**ENUNCIADO**. Resume en forma de lista el párrafo del texto sobre los Misterios de Eleusis que empieza «El kykeón eleusino bien pudo contener», conservando sus datos principales.

**TEXTO PROPORCIONADO**.
----
La iniciación sólo se vedaba a los homicidas, y acudieron reyes, cortesanas, mercaderes, poetas, siervos, gentes de muy variado oficio y procedencia. Entre ellos había personas con la capacidad intelectual de Sófocles, Píndaro, Platón, Aristóteles y Marco Aurelio. En el siglo ii sabemos que cada otoño acudían allí entre dos y tres mil personas. Cicerón, uno de los iniciados, dejó dicho que:
Los Misterios nos dieron la vida, el alimento; enseñaron a las sociedades la costumbre y la ley, enseñaron a los humanos a vivir como humanos» (De leg., II).
El kykeón eleusino bien pudo contener harina contaminada por un hongo visionario (el cornezuelo del centeno y otros cereales, tanto silvestres como cultivados), que hoy sigue creciendo en la llanura de Raros, muy cerca de Atenas, donde se celebraban los ritos. Es un cornezuelo mucho menos tóxico que el de otras regiones europeas, aunque muy psicoactivo; para obtener sus efectos basta pasar por agua las gavillas de cereal y luego tirarlas, pues –al revés que los componentes venenosos– la amida del ácido lisérgico es hidrosoluble. Considerando que esa agua fue el vehículo utilizado por los administradores del santuario nos explicamos –sin recurrir a milagros o a simple credulidad de los fieles– el hondo e infalible efecto de la iniciación.
6. La religión eleusina –basada en un solo acto de gran intensidad, orientado a producir una experiencia extática de muerte y resurrección– fue probablemente una ingeniosa adaptación de viejos ritos chamánicos a la nueva cultura que Grecia empezaba a ser, como un puente entre los cultos naturales, propios de aldeas, y los cultos civiles –puramente formales– que empezaban a consolidarse en ciudades surgidas al amparo del desarrollo comercial. Este modelo tendría un inmenso éxito en toda la cuenca mediterránea, y a su sombra florecerán Misterios localizados –como los de Sabazios y Samotracia– o itinerantes, como los dedicados a Baco, Isis, Mitra, Attis y otros dioses, que abrían templos allí donde fuesen solicitados por una feligresía suficiente.
Todos guardaban estricto secreto sobre el detalle de la iniciación, y todos administraban algún equivalente del kykeón sacramental. Algunos –como los Misterios egipcios, o de Isis– fueron diseñados por un miembro de la familia eumólpida, administradora perpetua del santuario eleusino.
----
[Entradas tomadas de una colección]
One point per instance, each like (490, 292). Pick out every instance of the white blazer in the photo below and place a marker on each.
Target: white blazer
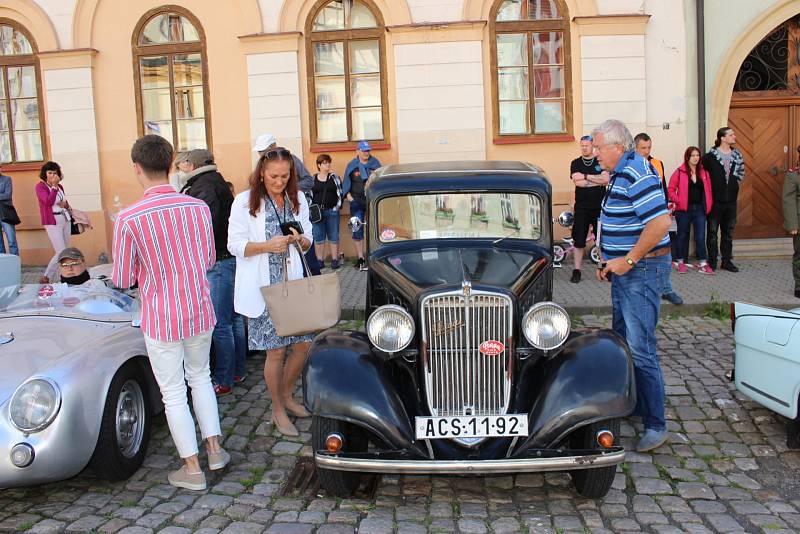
(253, 272)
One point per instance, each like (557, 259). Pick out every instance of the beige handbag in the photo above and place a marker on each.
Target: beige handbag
(303, 306)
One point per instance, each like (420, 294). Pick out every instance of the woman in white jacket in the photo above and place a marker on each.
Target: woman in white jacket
(256, 239)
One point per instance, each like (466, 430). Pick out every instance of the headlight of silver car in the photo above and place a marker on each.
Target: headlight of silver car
(35, 404)
(390, 328)
(546, 325)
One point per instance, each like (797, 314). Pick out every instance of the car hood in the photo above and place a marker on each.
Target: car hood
(412, 269)
(39, 343)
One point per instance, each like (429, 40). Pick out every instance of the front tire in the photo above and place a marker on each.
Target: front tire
(338, 483)
(594, 483)
(125, 427)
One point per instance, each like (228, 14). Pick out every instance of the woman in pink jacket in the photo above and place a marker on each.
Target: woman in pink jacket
(690, 190)
(54, 211)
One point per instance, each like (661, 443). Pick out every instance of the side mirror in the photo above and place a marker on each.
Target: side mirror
(355, 224)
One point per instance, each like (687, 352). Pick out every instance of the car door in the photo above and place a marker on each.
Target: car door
(767, 360)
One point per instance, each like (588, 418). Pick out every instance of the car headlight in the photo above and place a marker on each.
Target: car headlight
(390, 328)
(546, 325)
(35, 404)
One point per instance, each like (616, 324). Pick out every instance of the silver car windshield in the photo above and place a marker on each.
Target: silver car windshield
(92, 300)
(460, 215)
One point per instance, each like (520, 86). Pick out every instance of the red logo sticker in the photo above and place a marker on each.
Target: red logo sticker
(492, 348)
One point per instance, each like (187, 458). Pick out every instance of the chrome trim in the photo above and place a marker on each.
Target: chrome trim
(459, 380)
(463, 467)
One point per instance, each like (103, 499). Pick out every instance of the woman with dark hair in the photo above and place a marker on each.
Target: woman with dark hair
(690, 190)
(54, 211)
(256, 239)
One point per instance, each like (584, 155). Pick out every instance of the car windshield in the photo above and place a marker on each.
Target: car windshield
(92, 300)
(460, 215)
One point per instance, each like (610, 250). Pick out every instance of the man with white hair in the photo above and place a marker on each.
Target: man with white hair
(634, 242)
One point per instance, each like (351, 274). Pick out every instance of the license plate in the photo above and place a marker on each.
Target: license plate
(472, 426)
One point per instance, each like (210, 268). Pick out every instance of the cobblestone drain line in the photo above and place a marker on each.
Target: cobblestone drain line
(725, 469)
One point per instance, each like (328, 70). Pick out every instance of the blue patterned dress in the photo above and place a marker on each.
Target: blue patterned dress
(262, 334)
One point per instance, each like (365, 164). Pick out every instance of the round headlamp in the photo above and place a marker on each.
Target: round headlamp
(35, 404)
(546, 325)
(390, 328)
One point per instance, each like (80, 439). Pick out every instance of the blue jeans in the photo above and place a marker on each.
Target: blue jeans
(694, 216)
(635, 299)
(357, 210)
(11, 237)
(327, 227)
(230, 345)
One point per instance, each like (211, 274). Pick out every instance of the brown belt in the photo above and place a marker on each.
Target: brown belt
(660, 252)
----
**SOLUCIÓN**.
- El kykeón eleusino pudo contener harina contaminada por un hongo visionario: el cornezuelo del centeno y de otros cereales, silvestres o cultivados.
- Ese hongo sigue creciendo hoy en la llanura de Raros, muy cerca de Atenas, donde se celebraban los ritos.
- Es mucho menos tóxico que el de otras regiones europeas, aunque muy psicoactivo.
- Para obtener sus efectos basta pasar por agua las gavillas de cereal y tirarlas luego. La amida del ácido lisérgico es hidrosoluble, al revés que los componentes venenosos.
- Si los administradores del santuario usaron esa agua como vehículo, se explica sin recurrir a milagros ni a la credulidad de los fieles el efecto hondo e infalible de la iniciación.